Gestelde opgave 1
Verzamel elke regel uit de rijen waarin het woord "glacial" voorkomt. Hoofdletters en kleine letters tellen mee.

═════ Aangeleverd fragment

Het gaat hier om de kindsdelen in de erfenis van Peter Gielis. Kinderen hadden bij het overlijden van hun ouder recht op een kindsdeel van de erfenis. De langstlevende ouder diende er voor te zorgen dat de kinderen bij het bereiken van meerderjarigheid (destijds 20 respectievelijk 25 jaar voor vrouwen en mannen of bij het trouwen van deze kinderen) verzekerd was van het erfdeel. Dit gold niet alleen voor de binnen het huwelijk geboren kinderen (wettige kinderen), maar ook voor kinderen die buiten het huwelijk waren verwekt (natuurlijke kinderen, zoals hier het geval lijkt te zijn). De regeling kon bij testament of notariële akte plaatsvinden, via een regeling met de plaatselijke Weeskamer, of, zoals hier, door de kinderen 'uit te kopen' via een eenmalige uitkering. In dit geval betaalt zij de kinderen (die vertegenwoordigd worden door momboiren ofwel voogden en dus alle drie minderjarig waren op dat moment) een som van 45 pond groten brabants en verklaren de voogden namens de kinderen dat zij vergenoegd ('vernuecht') en voldaan zijn.
Lijsbet Huyge Woutersszdochter is dus weliswaar niet de echtgenote (en weduwe) van Pieter Gielis, maar wel diens partner en moeder van Peter junior, Janne en Aechte.
Niet zelden werden regelingen als deze vastgelegd rond het moment dat de langstlevende ouder van plan was te hertrouwen, omdat juist dan de erfrechten van de eerdere kinderen vastgelegd dienden te worden. Maar dit is geen absolute voorwaarde.

══════════

Gestelde opgave 2
Op welke leeftijd werden mannen destijds meerderjarig volgens het fragment over de kindsdelen?

═════ Rijen

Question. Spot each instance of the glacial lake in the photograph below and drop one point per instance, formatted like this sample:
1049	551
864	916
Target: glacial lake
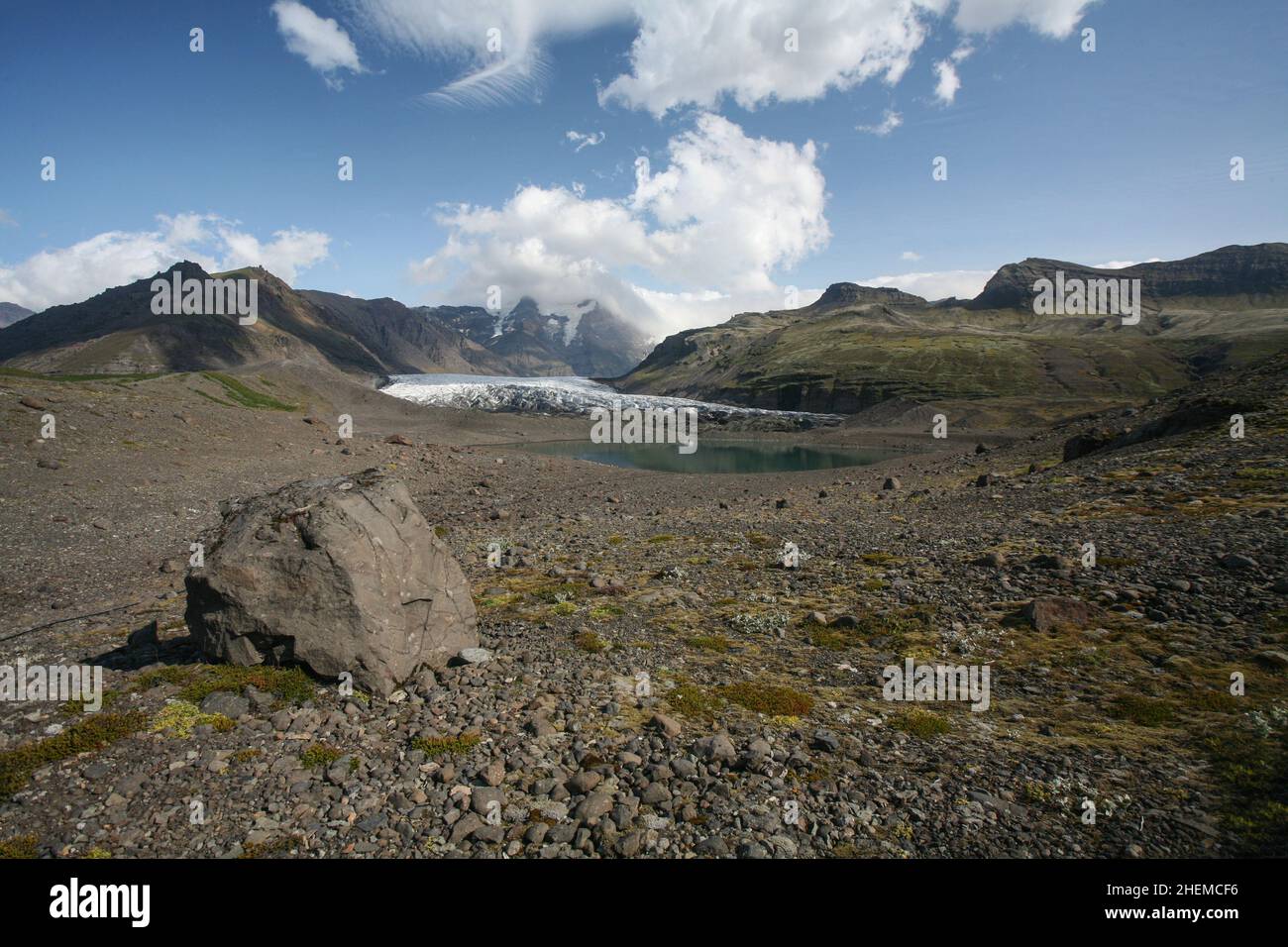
715	457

══════════

Resultaat opdracht 1
Question. Spot each instance of the glacial lake in the photograph below and drop one point per instance, formatted like this sample:
Target: glacial lake

Resultaat opdracht 2
Op 25 jaar.